[Items from a data source]
━━━━━━
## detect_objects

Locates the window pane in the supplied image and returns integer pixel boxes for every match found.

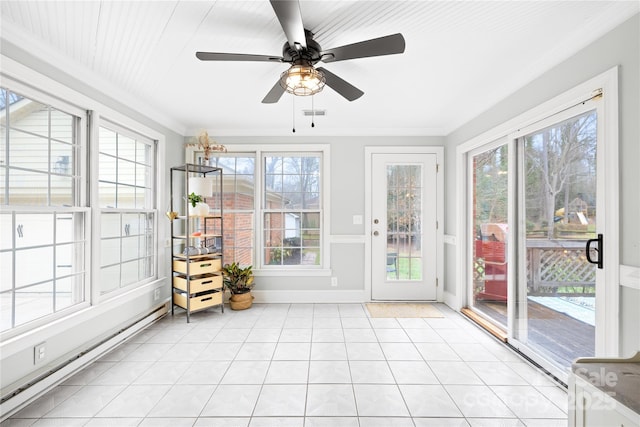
[99,265,120,295]
[265,174,283,194]
[50,109,74,143]
[99,128,117,156]
[55,276,78,310]
[9,129,49,172]
[55,213,75,244]
[51,141,73,175]
[0,252,12,292]
[122,236,139,262]
[101,238,120,267]
[136,141,151,166]
[301,248,320,265]
[51,175,73,206]
[117,185,136,209]
[0,291,12,331]
[16,213,54,248]
[121,260,139,286]
[56,243,76,277]
[0,126,7,167]
[99,154,117,183]
[139,256,153,281]
[118,158,136,186]
[118,135,136,159]
[101,213,121,238]
[16,247,53,287]
[0,212,12,251]
[15,282,54,326]
[99,182,117,208]
[10,100,49,138]
[136,164,151,188]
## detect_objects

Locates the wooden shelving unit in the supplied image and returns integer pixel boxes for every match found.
[170,164,224,322]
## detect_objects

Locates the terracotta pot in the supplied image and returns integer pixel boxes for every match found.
[229,292,253,310]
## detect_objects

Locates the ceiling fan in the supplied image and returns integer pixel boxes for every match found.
[196,0,406,103]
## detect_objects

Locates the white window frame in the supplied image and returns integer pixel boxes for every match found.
[260,151,323,270]
[186,143,331,276]
[92,117,159,302]
[0,76,91,338]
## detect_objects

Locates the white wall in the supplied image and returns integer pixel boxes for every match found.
[187,135,444,297]
[444,13,640,356]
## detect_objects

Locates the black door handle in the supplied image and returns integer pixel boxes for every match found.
[586,233,603,269]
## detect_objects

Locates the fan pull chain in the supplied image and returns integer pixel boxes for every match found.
[311,95,315,128]
[292,96,296,133]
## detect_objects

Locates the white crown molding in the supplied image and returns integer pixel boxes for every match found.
[0,20,186,136]
[186,127,447,137]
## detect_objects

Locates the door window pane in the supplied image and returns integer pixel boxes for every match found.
[386,165,422,280]
[516,110,597,369]
[471,144,509,328]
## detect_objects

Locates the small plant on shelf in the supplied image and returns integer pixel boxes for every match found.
[187,192,209,216]
[188,192,203,208]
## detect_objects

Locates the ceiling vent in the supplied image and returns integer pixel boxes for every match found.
[303,109,327,116]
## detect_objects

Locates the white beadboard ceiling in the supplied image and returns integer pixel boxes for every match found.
[1,1,638,136]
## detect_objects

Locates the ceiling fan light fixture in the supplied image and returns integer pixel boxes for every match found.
[280,61,326,96]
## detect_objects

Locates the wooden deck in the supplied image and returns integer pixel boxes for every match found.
[473,299,595,368]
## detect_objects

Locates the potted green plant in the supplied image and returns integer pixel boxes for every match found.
[222,262,255,310]
[187,192,209,216]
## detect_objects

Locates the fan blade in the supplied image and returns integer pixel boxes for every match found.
[317,67,364,101]
[196,52,283,62]
[270,0,307,50]
[321,33,405,63]
[262,80,286,104]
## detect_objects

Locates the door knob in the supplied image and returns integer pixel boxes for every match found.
[373,231,379,236]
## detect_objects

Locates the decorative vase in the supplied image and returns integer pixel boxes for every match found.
[229,292,253,310]
[189,202,209,216]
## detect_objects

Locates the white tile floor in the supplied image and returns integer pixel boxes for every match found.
[3,303,568,427]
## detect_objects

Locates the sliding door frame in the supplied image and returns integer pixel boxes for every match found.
[456,67,620,362]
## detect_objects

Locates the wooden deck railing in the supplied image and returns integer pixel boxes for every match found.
[474,239,595,297]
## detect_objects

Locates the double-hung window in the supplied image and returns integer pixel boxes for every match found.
[192,147,326,270]
[206,154,255,266]
[263,153,321,267]
[97,123,156,296]
[0,87,87,332]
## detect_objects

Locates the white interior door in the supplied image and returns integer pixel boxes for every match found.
[371,153,438,300]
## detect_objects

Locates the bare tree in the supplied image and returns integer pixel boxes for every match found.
[525,111,596,239]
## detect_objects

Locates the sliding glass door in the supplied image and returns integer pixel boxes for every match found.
[467,102,603,381]
[513,108,597,376]
[469,142,510,330]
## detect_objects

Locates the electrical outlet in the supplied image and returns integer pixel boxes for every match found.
[331,277,338,287]
[153,288,160,301]
[34,342,46,364]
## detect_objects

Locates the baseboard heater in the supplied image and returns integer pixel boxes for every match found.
[0,303,168,421]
━━━━━━
**Task objective**
Lines from the one containing "Locates the white interior" through the final line of the entries above are to be output exactly; omit all others.

**Exercise solution**
Locates the white interior door in the supplied image and returns integer pixel boxes for every match found.
[371,153,438,300]
## detect_objects

Locates the bare tree in the supplied image and returns integer pixel boxes for every match found.
[525,111,596,239]
## detect_objects

Locates the sliding glass door in the supplied image and returns integer pixel boxes for every match found.
[467,102,603,381]
[513,108,597,376]
[469,142,510,330]
## detect_objects

Locates the electrical outlet in the supplied image and returns integer pixel boxes for every match found.
[331,277,338,287]
[153,288,160,301]
[34,342,46,364]
## detect_objects

Locates the baseboard heater in the supplied image and returns integer pixel boxes for every match found.
[0,303,168,421]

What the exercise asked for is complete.